Work to complete: Your task is to filter the entries and copy every line containing the string "pink".

Source records:
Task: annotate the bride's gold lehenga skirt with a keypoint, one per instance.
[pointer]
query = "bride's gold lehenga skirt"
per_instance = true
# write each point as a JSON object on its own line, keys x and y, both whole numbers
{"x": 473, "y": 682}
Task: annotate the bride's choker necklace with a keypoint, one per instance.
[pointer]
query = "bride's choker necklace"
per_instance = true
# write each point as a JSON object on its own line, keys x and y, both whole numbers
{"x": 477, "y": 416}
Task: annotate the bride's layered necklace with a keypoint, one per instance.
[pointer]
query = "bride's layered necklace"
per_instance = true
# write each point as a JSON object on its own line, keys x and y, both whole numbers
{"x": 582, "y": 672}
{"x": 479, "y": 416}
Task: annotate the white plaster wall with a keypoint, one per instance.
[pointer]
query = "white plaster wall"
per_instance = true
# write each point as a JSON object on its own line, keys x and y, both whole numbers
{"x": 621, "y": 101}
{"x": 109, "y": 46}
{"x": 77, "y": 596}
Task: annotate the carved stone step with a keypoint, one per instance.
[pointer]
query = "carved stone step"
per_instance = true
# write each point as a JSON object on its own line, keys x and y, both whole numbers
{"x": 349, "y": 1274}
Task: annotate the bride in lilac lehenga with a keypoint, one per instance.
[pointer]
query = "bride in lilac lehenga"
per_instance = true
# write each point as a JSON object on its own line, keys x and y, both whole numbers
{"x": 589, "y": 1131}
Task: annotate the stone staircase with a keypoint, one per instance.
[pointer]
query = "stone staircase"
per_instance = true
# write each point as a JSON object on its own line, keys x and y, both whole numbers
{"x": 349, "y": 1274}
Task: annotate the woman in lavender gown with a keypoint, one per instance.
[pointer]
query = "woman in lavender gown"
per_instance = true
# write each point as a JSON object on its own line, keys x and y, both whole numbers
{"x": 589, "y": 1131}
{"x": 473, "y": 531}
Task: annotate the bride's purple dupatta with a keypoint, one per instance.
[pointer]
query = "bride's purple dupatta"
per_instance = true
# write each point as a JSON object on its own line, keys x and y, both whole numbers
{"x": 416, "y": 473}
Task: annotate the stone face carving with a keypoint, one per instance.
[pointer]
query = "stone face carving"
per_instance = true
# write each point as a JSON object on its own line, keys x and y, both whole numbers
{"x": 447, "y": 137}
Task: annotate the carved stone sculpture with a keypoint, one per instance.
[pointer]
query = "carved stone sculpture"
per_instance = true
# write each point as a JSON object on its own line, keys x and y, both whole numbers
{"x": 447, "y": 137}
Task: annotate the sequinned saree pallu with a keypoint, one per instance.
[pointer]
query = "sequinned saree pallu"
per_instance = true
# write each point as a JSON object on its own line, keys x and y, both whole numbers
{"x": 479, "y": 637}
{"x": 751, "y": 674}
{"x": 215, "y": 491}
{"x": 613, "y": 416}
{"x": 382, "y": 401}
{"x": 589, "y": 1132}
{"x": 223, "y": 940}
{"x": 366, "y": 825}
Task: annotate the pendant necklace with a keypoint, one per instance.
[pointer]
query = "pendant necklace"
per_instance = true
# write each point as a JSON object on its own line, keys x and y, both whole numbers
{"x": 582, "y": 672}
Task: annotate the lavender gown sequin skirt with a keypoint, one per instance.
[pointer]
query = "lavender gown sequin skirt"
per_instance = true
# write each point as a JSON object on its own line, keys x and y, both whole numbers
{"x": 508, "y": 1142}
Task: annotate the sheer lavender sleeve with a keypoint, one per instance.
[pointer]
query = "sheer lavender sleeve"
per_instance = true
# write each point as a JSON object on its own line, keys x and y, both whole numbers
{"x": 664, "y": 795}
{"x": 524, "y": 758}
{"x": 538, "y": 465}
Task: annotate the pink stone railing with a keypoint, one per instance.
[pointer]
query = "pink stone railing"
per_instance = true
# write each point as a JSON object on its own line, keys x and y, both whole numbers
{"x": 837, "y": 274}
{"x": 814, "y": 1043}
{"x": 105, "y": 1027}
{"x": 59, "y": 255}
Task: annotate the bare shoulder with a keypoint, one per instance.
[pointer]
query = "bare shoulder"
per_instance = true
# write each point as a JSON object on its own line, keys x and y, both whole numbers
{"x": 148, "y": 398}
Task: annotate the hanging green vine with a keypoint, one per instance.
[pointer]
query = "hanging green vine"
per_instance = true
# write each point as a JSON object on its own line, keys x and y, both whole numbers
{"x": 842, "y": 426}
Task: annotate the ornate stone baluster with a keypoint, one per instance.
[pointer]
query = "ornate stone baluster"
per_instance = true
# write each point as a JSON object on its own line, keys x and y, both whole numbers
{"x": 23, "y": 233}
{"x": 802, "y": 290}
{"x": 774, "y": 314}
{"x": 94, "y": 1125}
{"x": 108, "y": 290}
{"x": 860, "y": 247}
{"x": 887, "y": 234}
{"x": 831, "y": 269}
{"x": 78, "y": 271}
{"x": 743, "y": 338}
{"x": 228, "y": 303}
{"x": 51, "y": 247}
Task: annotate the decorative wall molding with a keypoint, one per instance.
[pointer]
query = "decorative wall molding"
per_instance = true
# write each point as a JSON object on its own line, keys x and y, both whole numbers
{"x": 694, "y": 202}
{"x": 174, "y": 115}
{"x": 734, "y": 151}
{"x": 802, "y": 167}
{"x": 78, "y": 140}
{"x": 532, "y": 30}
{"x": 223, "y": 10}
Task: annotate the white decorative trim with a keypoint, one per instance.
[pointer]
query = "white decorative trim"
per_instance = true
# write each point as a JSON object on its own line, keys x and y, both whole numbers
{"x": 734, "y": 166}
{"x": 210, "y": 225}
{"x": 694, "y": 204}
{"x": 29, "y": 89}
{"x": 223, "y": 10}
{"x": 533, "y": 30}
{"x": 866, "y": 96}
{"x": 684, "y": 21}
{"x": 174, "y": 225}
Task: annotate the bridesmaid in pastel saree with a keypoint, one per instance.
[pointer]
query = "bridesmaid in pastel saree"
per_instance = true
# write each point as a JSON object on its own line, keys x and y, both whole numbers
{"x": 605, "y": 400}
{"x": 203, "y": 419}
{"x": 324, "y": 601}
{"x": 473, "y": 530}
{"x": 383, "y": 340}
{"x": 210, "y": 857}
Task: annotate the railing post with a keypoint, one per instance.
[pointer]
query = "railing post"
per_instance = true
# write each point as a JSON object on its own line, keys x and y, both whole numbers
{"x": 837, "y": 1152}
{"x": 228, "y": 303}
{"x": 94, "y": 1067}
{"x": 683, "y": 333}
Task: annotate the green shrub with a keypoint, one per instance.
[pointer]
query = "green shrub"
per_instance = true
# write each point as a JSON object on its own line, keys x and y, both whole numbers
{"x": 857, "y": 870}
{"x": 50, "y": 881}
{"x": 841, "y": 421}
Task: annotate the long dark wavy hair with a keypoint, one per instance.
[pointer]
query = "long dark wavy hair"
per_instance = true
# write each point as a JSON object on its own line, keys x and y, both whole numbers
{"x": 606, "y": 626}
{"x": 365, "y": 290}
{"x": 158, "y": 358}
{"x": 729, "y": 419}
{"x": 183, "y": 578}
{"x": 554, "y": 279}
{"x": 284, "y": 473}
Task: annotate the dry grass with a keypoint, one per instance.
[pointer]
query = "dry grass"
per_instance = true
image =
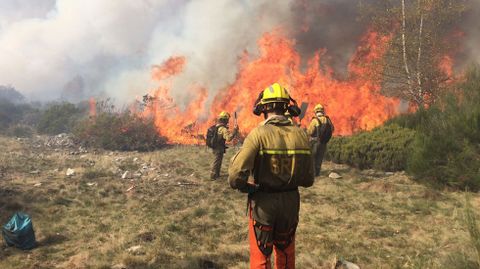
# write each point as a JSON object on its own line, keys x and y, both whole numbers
{"x": 90, "y": 220}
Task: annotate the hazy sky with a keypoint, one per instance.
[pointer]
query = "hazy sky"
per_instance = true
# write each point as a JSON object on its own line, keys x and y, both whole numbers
{"x": 110, "y": 45}
{"x": 47, "y": 46}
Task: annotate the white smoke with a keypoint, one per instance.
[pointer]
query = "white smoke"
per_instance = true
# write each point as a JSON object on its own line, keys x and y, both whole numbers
{"x": 111, "y": 44}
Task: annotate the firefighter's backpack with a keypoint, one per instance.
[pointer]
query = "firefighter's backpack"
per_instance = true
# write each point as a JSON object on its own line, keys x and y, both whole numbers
{"x": 212, "y": 136}
{"x": 325, "y": 131}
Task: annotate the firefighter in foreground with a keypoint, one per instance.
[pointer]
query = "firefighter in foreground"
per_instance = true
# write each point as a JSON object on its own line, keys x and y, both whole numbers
{"x": 320, "y": 131}
{"x": 217, "y": 141}
{"x": 274, "y": 161}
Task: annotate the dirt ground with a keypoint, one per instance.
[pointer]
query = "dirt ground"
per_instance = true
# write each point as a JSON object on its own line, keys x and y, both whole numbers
{"x": 166, "y": 213}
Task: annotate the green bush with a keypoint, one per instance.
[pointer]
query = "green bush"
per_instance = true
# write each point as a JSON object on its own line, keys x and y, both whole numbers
{"x": 385, "y": 148}
{"x": 446, "y": 149}
{"x": 119, "y": 131}
{"x": 59, "y": 118}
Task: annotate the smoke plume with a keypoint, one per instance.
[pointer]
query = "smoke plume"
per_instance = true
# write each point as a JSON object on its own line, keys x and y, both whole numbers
{"x": 76, "y": 49}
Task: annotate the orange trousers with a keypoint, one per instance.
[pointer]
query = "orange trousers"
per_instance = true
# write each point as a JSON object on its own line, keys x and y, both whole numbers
{"x": 284, "y": 259}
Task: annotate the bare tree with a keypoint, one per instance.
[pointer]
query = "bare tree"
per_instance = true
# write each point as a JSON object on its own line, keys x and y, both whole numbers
{"x": 422, "y": 37}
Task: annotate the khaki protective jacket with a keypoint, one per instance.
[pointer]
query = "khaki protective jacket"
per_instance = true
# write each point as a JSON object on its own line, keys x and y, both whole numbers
{"x": 277, "y": 155}
{"x": 225, "y": 135}
{"x": 315, "y": 124}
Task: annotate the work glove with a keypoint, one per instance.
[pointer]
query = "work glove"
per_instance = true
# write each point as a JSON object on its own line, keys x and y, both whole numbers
{"x": 250, "y": 188}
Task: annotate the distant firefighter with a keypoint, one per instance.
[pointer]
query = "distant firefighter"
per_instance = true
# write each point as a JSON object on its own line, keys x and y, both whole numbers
{"x": 273, "y": 162}
{"x": 320, "y": 131}
{"x": 217, "y": 136}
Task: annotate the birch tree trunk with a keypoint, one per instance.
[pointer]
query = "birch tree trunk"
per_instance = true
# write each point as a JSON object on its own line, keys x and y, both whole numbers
{"x": 404, "y": 52}
{"x": 419, "y": 54}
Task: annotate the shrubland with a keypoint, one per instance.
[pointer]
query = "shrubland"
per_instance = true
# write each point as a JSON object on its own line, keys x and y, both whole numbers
{"x": 439, "y": 144}
{"x": 119, "y": 131}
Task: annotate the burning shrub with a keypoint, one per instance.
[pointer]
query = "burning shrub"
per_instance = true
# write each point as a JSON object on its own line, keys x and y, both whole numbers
{"x": 59, "y": 118}
{"x": 20, "y": 130}
{"x": 447, "y": 145}
{"x": 385, "y": 148}
{"x": 13, "y": 113}
{"x": 119, "y": 131}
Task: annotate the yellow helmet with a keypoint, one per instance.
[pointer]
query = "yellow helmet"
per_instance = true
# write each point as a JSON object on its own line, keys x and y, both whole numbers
{"x": 223, "y": 115}
{"x": 318, "y": 108}
{"x": 275, "y": 93}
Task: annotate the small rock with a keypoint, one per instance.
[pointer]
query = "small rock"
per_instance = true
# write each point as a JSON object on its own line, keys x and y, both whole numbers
{"x": 127, "y": 175}
{"x": 136, "y": 250}
{"x": 119, "y": 266}
{"x": 334, "y": 175}
{"x": 346, "y": 265}
{"x": 70, "y": 172}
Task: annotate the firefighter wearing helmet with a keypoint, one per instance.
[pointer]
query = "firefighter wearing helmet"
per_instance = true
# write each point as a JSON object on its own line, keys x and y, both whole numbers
{"x": 222, "y": 135}
{"x": 320, "y": 131}
{"x": 274, "y": 161}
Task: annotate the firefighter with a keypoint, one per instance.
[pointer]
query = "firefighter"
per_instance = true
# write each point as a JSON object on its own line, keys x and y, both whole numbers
{"x": 274, "y": 161}
{"x": 223, "y": 136}
{"x": 320, "y": 131}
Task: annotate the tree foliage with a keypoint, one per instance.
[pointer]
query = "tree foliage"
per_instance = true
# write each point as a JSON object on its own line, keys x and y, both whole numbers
{"x": 446, "y": 149}
{"x": 384, "y": 148}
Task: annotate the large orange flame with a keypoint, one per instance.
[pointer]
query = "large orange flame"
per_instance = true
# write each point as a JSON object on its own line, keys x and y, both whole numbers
{"x": 353, "y": 104}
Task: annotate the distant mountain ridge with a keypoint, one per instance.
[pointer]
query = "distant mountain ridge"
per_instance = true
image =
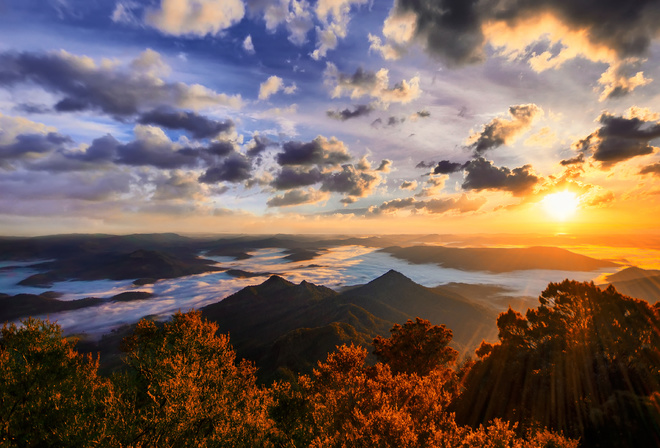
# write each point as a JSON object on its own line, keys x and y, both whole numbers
{"x": 498, "y": 260}
{"x": 279, "y": 324}
{"x": 638, "y": 283}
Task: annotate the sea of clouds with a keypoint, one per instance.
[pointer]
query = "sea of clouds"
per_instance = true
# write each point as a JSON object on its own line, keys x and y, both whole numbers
{"x": 335, "y": 268}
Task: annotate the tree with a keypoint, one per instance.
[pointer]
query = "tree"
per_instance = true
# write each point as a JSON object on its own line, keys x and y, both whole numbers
{"x": 584, "y": 362}
{"x": 184, "y": 388}
{"x": 416, "y": 347}
{"x": 50, "y": 395}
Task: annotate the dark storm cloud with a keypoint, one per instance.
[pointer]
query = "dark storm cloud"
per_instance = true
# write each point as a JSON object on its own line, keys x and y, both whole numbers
{"x": 235, "y": 168}
{"x": 289, "y": 178}
{"x": 319, "y": 151}
{"x": 198, "y": 126}
{"x": 481, "y": 174}
{"x": 452, "y": 29}
{"x": 221, "y": 148}
{"x": 444, "y": 167}
{"x": 259, "y": 144}
{"x": 346, "y": 114}
{"x": 500, "y": 131}
{"x": 619, "y": 139}
{"x": 651, "y": 169}
{"x": 577, "y": 160}
{"x": 350, "y": 181}
{"x": 115, "y": 91}
{"x": 32, "y": 108}
{"x": 27, "y": 145}
{"x": 156, "y": 154}
{"x": 102, "y": 149}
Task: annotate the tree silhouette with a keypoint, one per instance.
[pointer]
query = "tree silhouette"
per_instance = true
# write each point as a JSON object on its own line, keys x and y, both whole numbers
{"x": 184, "y": 388}
{"x": 416, "y": 347}
{"x": 50, "y": 395}
{"x": 584, "y": 362}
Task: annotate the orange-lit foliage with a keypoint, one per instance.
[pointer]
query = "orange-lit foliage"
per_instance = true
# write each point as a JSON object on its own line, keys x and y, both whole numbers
{"x": 183, "y": 388}
{"x": 346, "y": 403}
{"x": 49, "y": 394}
{"x": 416, "y": 347}
{"x": 585, "y": 362}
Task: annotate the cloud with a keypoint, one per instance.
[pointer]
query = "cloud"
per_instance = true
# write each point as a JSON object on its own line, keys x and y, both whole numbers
{"x": 177, "y": 186}
{"x": 621, "y": 137}
{"x": 30, "y": 146}
{"x": 195, "y": 17}
{"x": 346, "y": 114}
{"x": 289, "y": 178}
{"x": 24, "y": 189}
{"x": 273, "y": 85}
{"x": 373, "y": 84}
{"x": 398, "y": 29}
{"x": 458, "y": 31}
{"x": 577, "y": 160}
{"x": 653, "y": 169}
{"x": 408, "y": 185}
{"x": 544, "y": 138}
{"x": 424, "y": 164}
{"x": 432, "y": 187}
{"x": 502, "y": 131}
{"x": 235, "y": 168}
{"x": 198, "y": 126}
{"x": 385, "y": 166}
{"x": 351, "y": 182}
{"x": 153, "y": 148}
{"x": 320, "y": 151}
{"x": 462, "y": 204}
{"x": 618, "y": 81}
{"x": 258, "y": 145}
{"x": 444, "y": 167}
{"x": 11, "y": 127}
{"x": 248, "y": 46}
{"x": 297, "y": 197}
{"x": 112, "y": 89}
{"x": 481, "y": 174}
{"x": 443, "y": 205}
{"x": 334, "y": 15}
{"x": 295, "y": 15}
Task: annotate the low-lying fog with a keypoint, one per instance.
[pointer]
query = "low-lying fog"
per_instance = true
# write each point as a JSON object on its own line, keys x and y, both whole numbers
{"x": 336, "y": 268}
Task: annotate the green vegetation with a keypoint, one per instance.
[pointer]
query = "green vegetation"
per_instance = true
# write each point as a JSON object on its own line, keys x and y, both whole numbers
{"x": 581, "y": 369}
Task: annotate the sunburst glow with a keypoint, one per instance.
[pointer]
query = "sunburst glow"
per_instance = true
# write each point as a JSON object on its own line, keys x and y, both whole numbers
{"x": 561, "y": 206}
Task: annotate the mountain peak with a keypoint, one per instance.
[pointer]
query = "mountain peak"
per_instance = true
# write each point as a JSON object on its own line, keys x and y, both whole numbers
{"x": 275, "y": 281}
{"x": 392, "y": 275}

Expected output:
Task: annotate the pink stone railing with a keypoint, one per instance.
query = "pink stone railing"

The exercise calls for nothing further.